▸ Texto del documento:
----

Probablemente los mosaicos son el elemento artístico más identificativo de la ciudad bañada por el Adriático, al norte de la península itálica. Y sus deslumbrantes motivos esconden una historia a menudo desconocida, la de una urbe que entre los años 402 y 751, sorteando la crisis desatada por la caída del Imperio romano y en el fango contextual de esa Edad Oscura tan discutida, se erigió en sede de la administración imperial, en motor cultural de Bizancio y, en última instancia, como destaca la medievalista Judith Herrin, en crisol donde se formó la aleación de Europa.

----

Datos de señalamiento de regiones
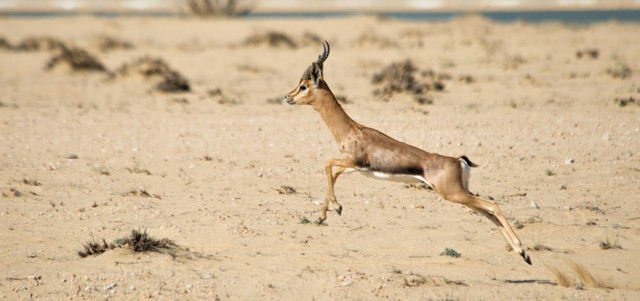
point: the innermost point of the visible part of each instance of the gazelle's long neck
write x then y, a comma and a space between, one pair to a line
336, 119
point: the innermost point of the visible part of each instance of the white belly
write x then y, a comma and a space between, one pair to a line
409, 179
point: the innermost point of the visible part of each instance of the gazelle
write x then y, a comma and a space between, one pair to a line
380, 156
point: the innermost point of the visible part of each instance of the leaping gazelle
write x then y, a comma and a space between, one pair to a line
380, 156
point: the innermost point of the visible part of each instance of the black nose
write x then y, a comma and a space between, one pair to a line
288, 99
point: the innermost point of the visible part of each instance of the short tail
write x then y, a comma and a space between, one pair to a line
468, 162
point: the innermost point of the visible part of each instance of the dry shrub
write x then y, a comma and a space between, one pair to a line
106, 43
151, 68
270, 39
587, 53
370, 38
78, 60
40, 43
173, 82
620, 71
561, 278
399, 77
310, 39
4, 44
583, 274
624, 101
137, 241
142, 242
145, 66
94, 247
219, 8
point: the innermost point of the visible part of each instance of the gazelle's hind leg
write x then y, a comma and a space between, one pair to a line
493, 213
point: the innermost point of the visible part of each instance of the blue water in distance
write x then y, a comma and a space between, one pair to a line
534, 16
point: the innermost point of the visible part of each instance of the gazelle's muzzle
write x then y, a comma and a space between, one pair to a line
289, 99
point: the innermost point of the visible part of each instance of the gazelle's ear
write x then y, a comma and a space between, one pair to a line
315, 72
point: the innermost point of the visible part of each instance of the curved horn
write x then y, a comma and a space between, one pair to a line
325, 53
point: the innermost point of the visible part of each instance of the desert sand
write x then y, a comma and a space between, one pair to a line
229, 173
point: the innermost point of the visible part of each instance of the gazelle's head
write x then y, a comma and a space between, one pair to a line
311, 81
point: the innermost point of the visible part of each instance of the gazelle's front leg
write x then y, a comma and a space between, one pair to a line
342, 165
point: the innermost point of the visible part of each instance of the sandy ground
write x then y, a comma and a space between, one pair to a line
205, 170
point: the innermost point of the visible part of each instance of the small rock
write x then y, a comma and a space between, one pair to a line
533, 204
110, 286
70, 156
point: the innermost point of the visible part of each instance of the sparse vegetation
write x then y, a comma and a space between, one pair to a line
148, 67
620, 71
304, 220
137, 241
450, 252
585, 278
607, 244
399, 77
270, 39
40, 43
591, 53
78, 60
106, 43
286, 190
624, 101
219, 8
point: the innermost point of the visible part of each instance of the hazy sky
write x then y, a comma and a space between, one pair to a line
314, 4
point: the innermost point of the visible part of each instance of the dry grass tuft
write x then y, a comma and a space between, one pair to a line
399, 77
270, 39
148, 67
78, 59
561, 278
585, 277
218, 8
138, 242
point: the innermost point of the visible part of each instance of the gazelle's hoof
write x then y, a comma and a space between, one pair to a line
526, 257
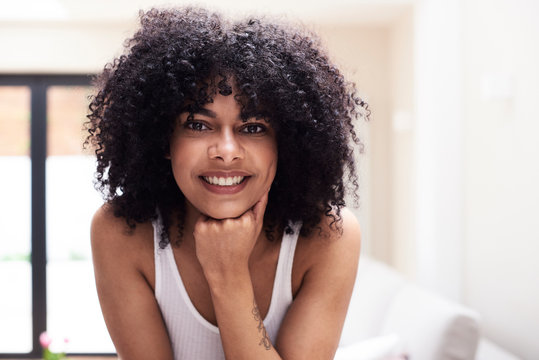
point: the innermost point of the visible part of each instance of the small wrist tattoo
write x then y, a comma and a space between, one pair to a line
265, 341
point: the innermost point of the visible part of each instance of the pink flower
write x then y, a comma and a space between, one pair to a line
45, 340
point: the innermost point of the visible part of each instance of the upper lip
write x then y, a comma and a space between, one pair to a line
224, 174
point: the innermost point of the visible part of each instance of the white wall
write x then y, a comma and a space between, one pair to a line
501, 167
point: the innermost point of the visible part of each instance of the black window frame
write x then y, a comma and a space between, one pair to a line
38, 85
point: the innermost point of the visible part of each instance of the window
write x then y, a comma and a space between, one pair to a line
48, 201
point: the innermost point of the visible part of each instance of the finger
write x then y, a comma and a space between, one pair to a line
260, 207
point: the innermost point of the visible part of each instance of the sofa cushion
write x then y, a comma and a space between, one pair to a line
376, 286
378, 348
432, 327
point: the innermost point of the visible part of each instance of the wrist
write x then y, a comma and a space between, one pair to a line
227, 278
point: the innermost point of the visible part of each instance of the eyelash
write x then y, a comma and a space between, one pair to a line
260, 128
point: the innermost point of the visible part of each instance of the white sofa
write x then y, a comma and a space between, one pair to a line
390, 318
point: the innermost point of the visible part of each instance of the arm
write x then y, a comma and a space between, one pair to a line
127, 300
312, 327
313, 324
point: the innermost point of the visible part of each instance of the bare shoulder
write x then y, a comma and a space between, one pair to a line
332, 245
334, 237
113, 239
323, 275
125, 277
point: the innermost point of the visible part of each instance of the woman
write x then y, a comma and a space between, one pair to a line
223, 153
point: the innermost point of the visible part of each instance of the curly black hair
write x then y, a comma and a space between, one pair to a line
185, 56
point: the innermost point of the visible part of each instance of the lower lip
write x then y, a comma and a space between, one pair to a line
225, 190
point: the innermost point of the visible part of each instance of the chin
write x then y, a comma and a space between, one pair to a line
225, 212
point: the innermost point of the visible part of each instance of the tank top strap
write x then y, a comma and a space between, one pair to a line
282, 291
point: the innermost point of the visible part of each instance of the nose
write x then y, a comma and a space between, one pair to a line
226, 147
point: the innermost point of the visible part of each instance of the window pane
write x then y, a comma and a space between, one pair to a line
15, 267
72, 305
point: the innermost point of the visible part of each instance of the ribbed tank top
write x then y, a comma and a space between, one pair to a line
192, 336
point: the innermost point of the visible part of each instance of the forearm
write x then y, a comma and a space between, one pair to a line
241, 326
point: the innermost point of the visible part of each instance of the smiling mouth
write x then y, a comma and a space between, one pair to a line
224, 181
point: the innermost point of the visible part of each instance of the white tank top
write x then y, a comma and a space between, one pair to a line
192, 336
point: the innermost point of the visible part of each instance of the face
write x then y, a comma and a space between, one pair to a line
221, 164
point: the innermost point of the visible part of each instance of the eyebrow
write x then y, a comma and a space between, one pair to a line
205, 112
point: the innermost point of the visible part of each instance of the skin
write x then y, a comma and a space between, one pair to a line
224, 258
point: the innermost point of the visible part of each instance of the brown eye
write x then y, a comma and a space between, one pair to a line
253, 129
195, 126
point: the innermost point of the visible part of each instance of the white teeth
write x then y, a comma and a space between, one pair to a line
221, 181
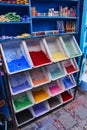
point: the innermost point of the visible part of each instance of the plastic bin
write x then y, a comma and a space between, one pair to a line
55, 49
68, 82
40, 94
40, 109
67, 96
20, 83
24, 117
37, 52
15, 57
54, 102
39, 76
56, 71
22, 101
70, 66
71, 46
55, 88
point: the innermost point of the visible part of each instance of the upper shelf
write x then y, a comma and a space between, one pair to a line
52, 17
19, 5
14, 22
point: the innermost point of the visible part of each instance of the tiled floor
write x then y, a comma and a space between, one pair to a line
72, 116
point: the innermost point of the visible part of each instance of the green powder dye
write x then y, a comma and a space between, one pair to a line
21, 102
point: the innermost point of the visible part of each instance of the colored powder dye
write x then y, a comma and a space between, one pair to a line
54, 101
21, 87
18, 64
23, 116
40, 95
22, 101
38, 77
56, 73
70, 69
67, 82
19, 82
71, 49
66, 96
39, 58
57, 56
39, 108
55, 89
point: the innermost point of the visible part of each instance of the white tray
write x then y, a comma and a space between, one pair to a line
54, 45
36, 45
14, 51
52, 69
19, 83
34, 76
71, 46
29, 94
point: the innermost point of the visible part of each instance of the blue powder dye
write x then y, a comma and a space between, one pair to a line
39, 108
21, 87
67, 82
18, 64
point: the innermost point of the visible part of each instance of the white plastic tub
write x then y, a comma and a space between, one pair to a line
71, 46
19, 83
55, 48
15, 57
38, 52
56, 71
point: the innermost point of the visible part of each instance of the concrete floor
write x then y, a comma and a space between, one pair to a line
71, 116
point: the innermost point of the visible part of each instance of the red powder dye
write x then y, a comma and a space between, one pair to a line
66, 96
70, 69
39, 58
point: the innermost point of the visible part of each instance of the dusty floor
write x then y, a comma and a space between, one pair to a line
72, 116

----

▸ Tareas requeridas:
- a) Según el texto del documento, ¿entre qué años la ciudad se erigió en sede de la administración imperial?
- b) Por favor, transcribe el fragmento del texto del documento que empieza en las palabras "Probablemente los mosaicos" y termina después de "aleación de Europa.".
- c) Indica si cada afirmación concuerda con el texto del documento y cita las palabras que lo deciden: (i) La ciudad se encuentra al norte de la península itálica. (ii) Judith Herrin es arqueóloga. (iii) La ciudad fue motor cultural de Roma.

▸ Resultados esperados:
- a) Entre los años 402 y 751.

- b)
Probablemente los mosaicos son el elemento artístico más identificativo de la ciudad bañada por el Adriático, al norte de la península itálica. Y sus deslumbrantes motivos esconden una historia a menudo desconocida, la de una urbe que entre los años 402 y 751, sorteando la crisis desatada por la caída del Imperio romano y en el fango contextual de esa Edad Oscura tan discutida, se erigió en sede de la administración imperial, en motor cultural de Bizancio y, en última instancia, como destaca la medievalista Judith Herrin, en crisol donde se formó la aleación de Europa.

- c)
(i) Sí: "al norte de la península itálica".
(ii) No: "la medievalista Judith Herrin".
(iii) No: "en motor cultural de Bizancio".